**Collected data entries**
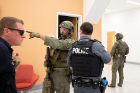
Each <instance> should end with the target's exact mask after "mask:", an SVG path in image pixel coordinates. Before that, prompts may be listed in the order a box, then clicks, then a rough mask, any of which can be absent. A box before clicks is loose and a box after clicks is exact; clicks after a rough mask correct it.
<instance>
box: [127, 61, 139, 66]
mask: <svg viewBox="0 0 140 93" xmlns="http://www.w3.org/2000/svg"><path fill="white" fill-rule="evenodd" d="M126 63H130V64H137V65H140V63H139V62H131V61H126Z"/></svg>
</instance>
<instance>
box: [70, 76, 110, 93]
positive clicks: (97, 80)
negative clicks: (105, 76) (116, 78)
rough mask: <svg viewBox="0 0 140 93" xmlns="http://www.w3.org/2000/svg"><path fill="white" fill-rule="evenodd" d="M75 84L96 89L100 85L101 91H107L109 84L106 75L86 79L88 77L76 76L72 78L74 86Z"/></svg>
mask: <svg viewBox="0 0 140 93" xmlns="http://www.w3.org/2000/svg"><path fill="white" fill-rule="evenodd" d="M74 84H77V85H78V86H79V87H82V86H85V87H92V88H93V89H96V88H97V87H99V89H100V91H101V93H105V89H106V86H107V84H108V81H107V80H106V78H105V77H104V78H103V79H101V80H100V79H86V78H76V79H74V80H72V86H73V87H74Z"/></svg>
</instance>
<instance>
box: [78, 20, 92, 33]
mask: <svg viewBox="0 0 140 93" xmlns="http://www.w3.org/2000/svg"><path fill="white" fill-rule="evenodd" d="M80 30H82V33H83V34H85V35H91V34H92V32H93V25H92V24H91V23H89V22H84V23H83V24H82V25H81V26H80Z"/></svg>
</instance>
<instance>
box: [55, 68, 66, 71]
mask: <svg viewBox="0 0 140 93" xmlns="http://www.w3.org/2000/svg"><path fill="white" fill-rule="evenodd" d="M67 69H68V68H53V70H55V71H65V70H67Z"/></svg>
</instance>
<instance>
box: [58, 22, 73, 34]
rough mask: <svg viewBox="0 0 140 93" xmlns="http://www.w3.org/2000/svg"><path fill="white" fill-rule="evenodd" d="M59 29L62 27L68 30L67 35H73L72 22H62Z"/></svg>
mask: <svg viewBox="0 0 140 93" xmlns="http://www.w3.org/2000/svg"><path fill="white" fill-rule="evenodd" d="M59 27H64V28H68V29H69V35H72V34H73V33H74V26H73V24H72V22H70V21H63V22H62V23H61V24H60V25H59Z"/></svg>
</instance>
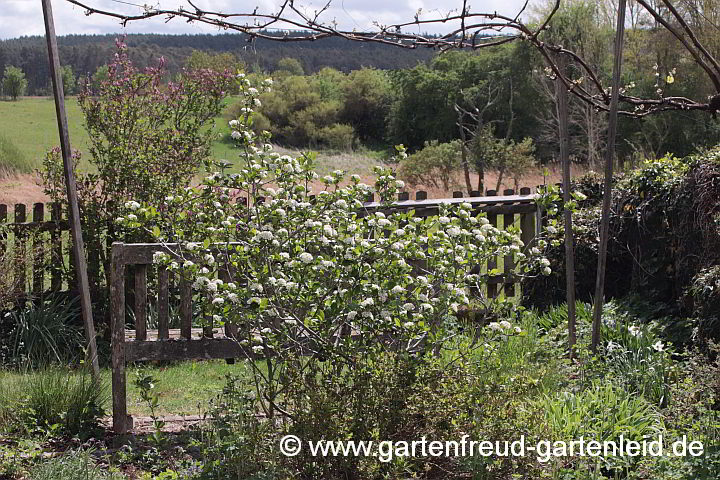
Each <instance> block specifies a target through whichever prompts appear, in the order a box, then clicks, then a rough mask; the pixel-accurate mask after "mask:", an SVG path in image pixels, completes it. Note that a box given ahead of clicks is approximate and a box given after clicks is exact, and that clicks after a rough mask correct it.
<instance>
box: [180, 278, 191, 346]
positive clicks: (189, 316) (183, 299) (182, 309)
mask: <svg viewBox="0 0 720 480" xmlns="http://www.w3.org/2000/svg"><path fill="white" fill-rule="evenodd" d="M191 332H192V285H191V284H190V280H188V279H187V278H185V277H184V276H183V278H182V279H181V280H180V335H181V336H182V337H183V338H185V339H187V340H190V335H191Z"/></svg>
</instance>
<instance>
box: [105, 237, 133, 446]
mask: <svg viewBox="0 0 720 480" xmlns="http://www.w3.org/2000/svg"><path fill="white" fill-rule="evenodd" d="M123 247H124V244H123V243H122V242H115V243H113V244H112V272H111V282H110V305H111V312H110V315H111V317H110V328H111V329H112V345H111V348H112V359H111V364H112V370H113V371H112V397H113V399H112V404H113V430H114V431H115V433H119V434H123V433H126V432H127V431H128V429H129V428H132V419H129V418H128V416H127V392H126V378H125V259H124V258H123V257H124V255H123V253H124V252H123ZM128 427H129V428H128Z"/></svg>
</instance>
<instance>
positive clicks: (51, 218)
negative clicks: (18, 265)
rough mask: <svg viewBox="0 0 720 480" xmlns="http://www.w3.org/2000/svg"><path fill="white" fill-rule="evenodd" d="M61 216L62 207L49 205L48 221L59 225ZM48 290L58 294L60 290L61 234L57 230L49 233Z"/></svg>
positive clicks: (55, 224)
mask: <svg viewBox="0 0 720 480" xmlns="http://www.w3.org/2000/svg"><path fill="white" fill-rule="evenodd" d="M61 216H62V207H61V206H60V204H59V203H57V202H54V203H52V204H51V205H50V221H51V222H53V223H54V224H55V225H59V224H60V221H61ZM50 265H51V267H50V290H52V291H53V292H59V291H60V290H62V272H63V255H62V234H61V232H60V230H59V229H55V230H51V231H50Z"/></svg>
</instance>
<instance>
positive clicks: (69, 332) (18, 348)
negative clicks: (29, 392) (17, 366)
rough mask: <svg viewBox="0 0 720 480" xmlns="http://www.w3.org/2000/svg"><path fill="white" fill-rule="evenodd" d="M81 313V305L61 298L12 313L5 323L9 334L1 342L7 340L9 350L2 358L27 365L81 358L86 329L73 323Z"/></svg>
mask: <svg viewBox="0 0 720 480" xmlns="http://www.w3.org/2000/svg"><path fill="white" fill-rule="evenodd" d="M77 316H78V311H77V307H76V306H75V305H73V304H72V303H70V302H66V301H62V300H60V299H53V300H50V301H47V302H43V303H41V304H40V305H36V304H29V305H28V307H27V308H26V309H24V310H20V311H12V312H10V313H9V314H7V315H6V317H5V318H4V319H3V322H2V323H3V324H4V326H5V327H6V328H7V330H5V329H3V330H5V331H7V332H8V333H7V334H6V335H5V336H4V338H3V339H0V345H1V344H2V343H3V342H7V344H6V345H7V349H6V350H7V353H5V356H6V358H2V355H1V354H2V352H0V360H2V361H3V363H5V364H9V365H13V366H18V367H23V368H37V367H43V366H47V365H49V364H51V363H64V364H67V363H70V362H72V361H74V360H77V359H78V358H79V357H81V355H82V347H83V334H82V330H81V329H80V328H78V327H76V326H74V325H72V323H73V321H74V320H76V319H77Z"/></svg>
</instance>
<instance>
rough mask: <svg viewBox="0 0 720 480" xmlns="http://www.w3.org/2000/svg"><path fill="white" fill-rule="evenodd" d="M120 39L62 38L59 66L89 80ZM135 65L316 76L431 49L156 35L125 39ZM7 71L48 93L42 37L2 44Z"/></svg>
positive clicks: (105, 61) (12, 39) (416, 52)
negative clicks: (159, 64)
mask: <svg viewBox="0 0 720 480" xmlns="http://www.w3.org/2000/svg"><path fill="white" fill-rule="evenodd" d="M117 37H118V34H108V35H66V36H61V37H58V48H59V53H60V59H61V62H62V63H63V64H64V65H68V66H69V67H70V68H71V69H72V72H73V74H74V75H75V76H76V77H77V78H81V77H87V76H90V75H92V74H93V73H95V72H96V71H97V69H98V68H99V67H101V66H103V65H105V64H106V63H107V62H108V61H109V59H110V58H111V57H112V55H113V52H114V49H115V39H116V38H117ZM124 41H125V43H126V44H127V45H128V47H129V49H130V52H131V57H132V59H133V61H134V62H135V64H136V65H138V66H141V67H145V66H149V65H153V64H154V63H155V62H156V61H157V59H158V58H159V57H163V58H164V59H165V62H166V66H167V69H168V72H170V73H177V72H178V71H180V70H181V69H182V67H183V66H185V64H186V62H187V60H188V58H189V57H190V56H191V55H192V53H193V52H194V51H197V50H200V51H204V52H208V53H228V54H231V55H233V56H234V57H236V58H237V59H238V60H239V61H241V62H242V63H243V64H244V65H246V67H247V69H248V70H252V71H258V72H262V71H264V72H272V71H274V70H275V69H276V68H277V65H278V62H279V61H280V60H281V59H283V58H296V59H298V60H299V61H300V62H301V63H302V65H303V68H304V70H305V71H307V72H316V71H318V70H320V69H322V68H323V67H332V68H335V69H337V70H340V71H344V72H349V71H351V70H355V69H359V68H361V67H375V68H379V69H395V68H405V67H411V66H413V65H416V64H417V63H418V62H422V61H424V60H427V59H429V58H431V57H432V56H433V55H434V52H432V51H431V50H412V51H410V50H400V49H397V48H391V47H389V46H383V45H357V44H355V43H353V42H350V41H346V40H343V39H339V38H333V39H325V40H322V41H318V42H303V43H301V44H299V43H286V44H283V43H277V42H269V41H263V40H256V41H250V39H249V38H248V37H247V36H245V35H241V34H221V35H210V34H207V35H205V34H204V35H158V34H131V35H127V36H125V37H124ZM8 66H13V67H17V68H20V69H21V70H22V71H23V72H24V73H25V78H26V80H27V91H26V93H27V94H28V95H47V94H49V93H50V72H49V66H48V55H47V45H46V44H45V39H44V37H41V36H29V37H20V38H15V39H8V40H0V72H4V71H5V69H6V68H7V67H8Z"/></svg>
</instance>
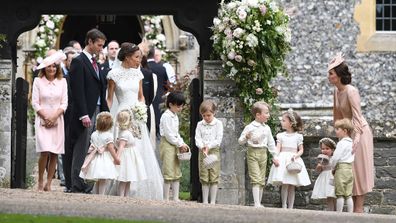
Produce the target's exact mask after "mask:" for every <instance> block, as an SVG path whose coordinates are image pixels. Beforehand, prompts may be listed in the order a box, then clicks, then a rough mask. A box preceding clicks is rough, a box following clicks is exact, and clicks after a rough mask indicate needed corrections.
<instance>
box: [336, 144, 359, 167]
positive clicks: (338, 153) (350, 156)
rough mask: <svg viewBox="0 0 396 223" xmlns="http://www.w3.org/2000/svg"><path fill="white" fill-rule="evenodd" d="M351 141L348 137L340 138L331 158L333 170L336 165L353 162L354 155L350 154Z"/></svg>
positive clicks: (351, 152) (350, 149) (350, 150)
mask: <svg viewBox="0 0 396 223" xmlns="http://www.w3.org/2000/svg"><path fill="white" fill-rule="evenodd" d="M352 145H353V143H352V139H351V138H349V137H345V138H342V139H341V140H340V141H339V142H338V143H337V146H336V149H335V151H334V153H333V156H332V157H331V166H332V168H335V166H336V165H337V163H352V162H353V161H354V160H355V155H354V154H352Z"/></svg>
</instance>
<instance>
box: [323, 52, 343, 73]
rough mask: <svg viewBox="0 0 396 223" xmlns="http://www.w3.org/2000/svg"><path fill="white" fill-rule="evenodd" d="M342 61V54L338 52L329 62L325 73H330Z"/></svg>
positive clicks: (341, 62)
mask: <svg viewBox="0 0 396 223" xmlns="http://www.w3.org/2000/svg"><path fill="white" fill-rule="evenodd" d="M344 61H345V59H344V55H343V54H342V52H338V53H337V55H336V56H335V57H333V59H331V60H330V62H329V65H328V66H327V71H330V70H331V69H333V68H334V67H337V66H338V65H340V64H341V63H342V62H344Z"/></svg>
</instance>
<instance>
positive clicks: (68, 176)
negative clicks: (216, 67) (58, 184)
mask: <svg viewBox="0 0 396 223" xmlns="http://www.w3.org/2000/svg"><path fill="white" fill-rule="evenodd" d="M63 53H65V54H66V60H65V61H64V62H63V63H64V66H63V67H62V71H63V77H64V78H65V79H66V82H67V101H68V106H67V109H66V111H65V115H64V121H65V154H63V155H62V164H63V165H62V167H63V174H64V178H65V179H64V181H65V182H64V183H65V185H64V186H65V187H66V188H65V190H64V191H65V192H67V193H70V192H71V163H72V154H71V153H70V152H71V151H72V150H71V149H69V147H70V123H71V121H72V115H73V112H72V111H73V97H72V90H71V87H70V75H69V71H70V64H71V61H72V59H73V58H74V57H75V56H77V51H76V50H75V49H74V48H73V47H70V46H68V47H66V48H65V49H63ZM58 165H59V162H58ZM58 171H59V167H58Z"/></svg>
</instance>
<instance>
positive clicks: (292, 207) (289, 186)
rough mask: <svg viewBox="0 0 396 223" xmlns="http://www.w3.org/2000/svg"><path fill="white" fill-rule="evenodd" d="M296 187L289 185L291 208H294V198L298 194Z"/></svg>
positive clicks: (288, 197)
mask: <svg viewBox="0 0 396 223" xmlns="http://www.w3.org/2000/svg"><path fill="white" fill-rule="evenodd" d="M295 189H296V187H295V186H293V185H289V190H288V194H287V204H288V208H289V209H293V206H294V198H295V196H296V191H295Z"/></svg>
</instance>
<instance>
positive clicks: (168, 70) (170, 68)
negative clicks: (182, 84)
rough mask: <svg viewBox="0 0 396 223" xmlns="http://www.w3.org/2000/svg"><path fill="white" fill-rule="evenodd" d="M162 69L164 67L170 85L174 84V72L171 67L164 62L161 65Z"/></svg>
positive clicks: (174, 83)
mask: <svg viewBox="0 0 396 223" xmlns="http://www.w3.org/2000/svg"><path fill="white" fill-rule="evenodd" d="M162 66H163V67H165V70H166V75H167V76H168V79H169V82H170V83H172V84H175V83H176V73H175V70H174V69H173V67H172V65H170V63H168V62H165V63H163V64H162Z"/></svg>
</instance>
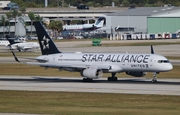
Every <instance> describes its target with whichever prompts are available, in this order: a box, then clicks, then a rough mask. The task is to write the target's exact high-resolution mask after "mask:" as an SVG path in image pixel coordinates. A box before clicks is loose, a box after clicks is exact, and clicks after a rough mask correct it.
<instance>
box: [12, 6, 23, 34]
mask: <svg viewBox="0 0 180 115" xmlns="http://www.w3.org/2000/svg"><path fill="white" fill-rule="evenodd" d="M11 13H12V17H13V18H14V20H15V26H14V32H15V33H16V21H17V17H18V16H21V13H19V12H18V10H17V9H13V10H12V11H11Z"/></svg>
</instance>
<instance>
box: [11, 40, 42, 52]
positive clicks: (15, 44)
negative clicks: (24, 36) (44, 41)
mask: <svg viewBox="0 0 180 115" xmlns="http://www.w3.org/2000/svg"><path fill="white" fill-rule="evenodd" d="M11 48H12V49H18V50H28V49H32V48H36V49H37V48H39V44H38V43H37V42H22V43H16V44H12V45H11Z"/></svg>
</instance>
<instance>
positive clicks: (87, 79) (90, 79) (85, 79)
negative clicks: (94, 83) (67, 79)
mask: <svg viewBox="0 0 180 115" xmlns="http://www.w3.org/2000/svg"><path fill="white" fill-rule="evenodd" d="M83 81H84V82H92V81H93V80H92V79H90V78H83Z"/></svg>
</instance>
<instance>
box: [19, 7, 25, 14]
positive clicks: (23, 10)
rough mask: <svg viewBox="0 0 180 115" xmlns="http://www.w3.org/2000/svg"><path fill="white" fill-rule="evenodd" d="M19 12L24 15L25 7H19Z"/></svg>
mask: <svg viewBox="0 0 180 115" xmlns="http://www.w3.org/2000/svg"><path fill="white" fill-rule="evenodd" d="M20 11H21V13H22V14H23V15H24V14H25V11H26V7H25V6H22V7H20Z"/></svg>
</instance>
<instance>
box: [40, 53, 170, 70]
mask: <svg viewBox="0 0 180 115" xmlns="http://www.w3.org/2000/svg"><path fill="white" fill-rule="evenodd" d="M37 59H45V60H48V63H56V64H63V63H65V64H67V65H68V64H69V65H73V64H76V65H78V64H79V66H81V65H86V66H87V67H91V66H97V67H100V66H101V68H103V67H104V68H107V69H108V68H109V70H108V71H107V72H126V71H132V72H166V71H170V70H171V69H172V68H173V66H172V64H171V63H170V62H169V61H168V59H167V58H165V57H164V56H161V55H157V54H115V53H112V54H108V53H60V54H51V55H43V56H39V57H37Z"/></svg>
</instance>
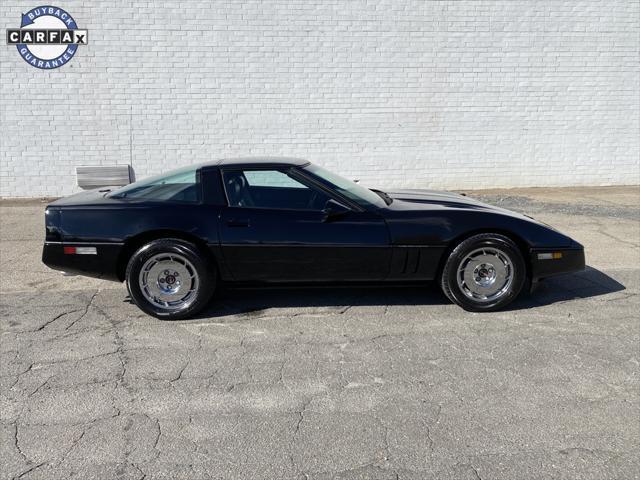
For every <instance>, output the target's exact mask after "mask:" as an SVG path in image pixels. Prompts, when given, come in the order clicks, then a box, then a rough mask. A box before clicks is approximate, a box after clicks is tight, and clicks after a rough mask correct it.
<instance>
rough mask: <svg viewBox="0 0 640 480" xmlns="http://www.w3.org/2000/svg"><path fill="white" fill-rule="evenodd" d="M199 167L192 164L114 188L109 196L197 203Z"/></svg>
mask: <svg viewBox="0 0 640 480" xmlns="http://www.w3.org/2000/svg"><path fill="white" fill-rule="evenodd" d="M198 168H199V166H193V165H190V166H188V167H185V168H181V169H178V170H173V171H171V172H169V173H164V174H162V175H156V176H155V177H150V178H147V179H144V180H140V181H139V182H135V183H132V184H129V185H127V186H125V187H122V188H119V189H117V190H114V191H113V192H111V193H109V194H108V195H107V196H108V197H111V198H136V199H145V200H158V201H176V202H189V203H195V202H198V201H199V200H200V189H199V188H198V180H197V177H198V176H197V174H196V173H197V170H198Z"/></svg>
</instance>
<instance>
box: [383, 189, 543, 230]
mask: <svg viewBox="0 0 640 480" xmlns="http://www.w3.org/2000/svg"><path fill="white" fill-rule="evenodd" d="M387 194H388V195H389V196H390V197H391V198H393V203H392V204H391V205H390V206H389V208H391V209H392V210H404V211H411V210H413V211H421V210H441V209H457V210H458V209H459V210H482V211H487V212H494V213H499V214H502V215H509V216H512V217H517V218H520V219H523V220H527V221H530V222H531V221H532V222H535V223H541V222H539V221H538V220H536V219H535V218H533V217H530V216H529V215H525V214H522V213H518V212H514V211H512V210H507V209H506V208H501V207H496V206H494V205H489V204H488V203H484V202H481V201H480V200H476V199H474V198H471V197H467V196H466V195H464V194H459V193H453V192H440V191H437V190H392V191H389V192H387Z"/></svg>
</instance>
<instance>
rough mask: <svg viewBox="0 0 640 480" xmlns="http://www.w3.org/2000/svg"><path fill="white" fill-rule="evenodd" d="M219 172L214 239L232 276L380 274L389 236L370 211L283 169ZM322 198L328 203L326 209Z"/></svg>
mask: <svg viewBox="0 0 640 480" xmlns="http://www.w3.org/2000/svg"><path fill="white" fill-rule="evenodd" d="M222 175H223V184H224V187H225V192H226V195H227V200H228V206H227V207H224V208H223V209H222V213H221V218H220V227H219V228H220V240H221V247H222V252H223V256H224V261H225V263H226V265H227V267H228V269H229V270H230V272H231V274H232V276H233V278H234V280H237V281H265V282H286V281H309V282H315V281H343V280H344V281H352V280H382V279H384V278H385V277H386V276H387V274H388V272H389V264H390V258H391V246H390V239H389V234H388V230H387V226H386V223H385V222H384V220H383V219H382V217H380V216H379V215H378V214H377V213H375V212H370V211H362V210H361V209H360V210H358V209H355V208H348V207H347V206H345V205H344V204H340V203H337V202H336V198H332V195H331V193H330V192H328V191H326V190H324V189H322V188H320V187H318V186H316V185H313V184H311V183H310V182H305V181H304V179H300V178H293V177H292V176H291V172H290V171H289V170H288V169H286V168H283V169H278V168H256V169H238V168H225V169H223V171H222ZM330 200H331V202H329V201H330ZM343 202H344V200H343ZM344 203H346V202H344ZM327 204H329V205H332V206H333V209H334V211H333V214H331V215H328V214H327V210H326V209H325V207H326V206H327Z"/></svg>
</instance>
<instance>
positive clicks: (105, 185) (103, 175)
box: [76, 165, 134, 190]
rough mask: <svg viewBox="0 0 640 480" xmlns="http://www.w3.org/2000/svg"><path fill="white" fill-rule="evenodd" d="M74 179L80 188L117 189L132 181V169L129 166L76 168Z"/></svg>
mask: <svg viewBox="0 0 640 480" xmlns="http://www.w3.org/2000/svg"><path fill="white" fill-rule="evenodd" d="M76 178H77V181H78V186H79V187H80V188H84V189H85V190H86V189H91V188H99V187H119V186H123V185H128V184H130V183H131V182H133V181H134V174H133V169H132V168H131V167H130V166H129V165H110V166H95V167H76Z"/></svg>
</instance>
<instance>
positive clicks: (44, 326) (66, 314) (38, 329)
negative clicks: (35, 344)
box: [27, 309, 80, 333]
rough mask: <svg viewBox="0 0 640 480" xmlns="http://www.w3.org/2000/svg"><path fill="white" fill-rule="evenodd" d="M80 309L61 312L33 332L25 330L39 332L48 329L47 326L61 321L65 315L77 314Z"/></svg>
mask: <svg viewBox="0 0 640 480" xmlns="http://www.w3.org/2000/svg"><path fill="white" fill-rule="evenodd" d="M79 311H80V309H77V310H70V311H68V312H62V313H61V314H59V315H56V316H55V317H53V318H52V319H51V320H48V321H46V322H45V323H43V324H42V325H40V326H39V327H38V328H36V329H35V330H27V331H28V332H32V333H33V332H40V331H42V330H44V329H45V328H46V327H48V326H49V325H51V324H52V323H53V322H55V321H57V320H59V319H61V318H62V317H64V316H66V315H71V314H72V313H77V312H79Z"/></svg>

**Task instructions**
Beginning with the first line of the entries above, repeat each line word for word until the line with "negative clicks: (105, 76) (116, 78)" has been given too. Omit the pictures.

**Answer for the task**
Each <instance> should end with the target's exact mask after "mask:", an SVG path in image pixel coordinates. Before that, prompts may be listed in the order a box, then clicks, then a rough mask, any of which can be absent. A box before clicks is loose and a box after clicks is exact; clicks after a rough mask correct it.
<instance>
box: [127, 61, 139, 66]
mask: <svg viewBox="0 0 140 93" xmlns="http://www.w3.org/2000/svg"><path fill="white" fill-rule="evenodd" d="M126 63H130V64H137V65H140V63H139V62H131V61H126Z"/></svg>
</instance>
<instance>
box: [70, 76, 110, 93]
positive clicks: (97, 80)
negative clicks: (105, 76) (116, 78)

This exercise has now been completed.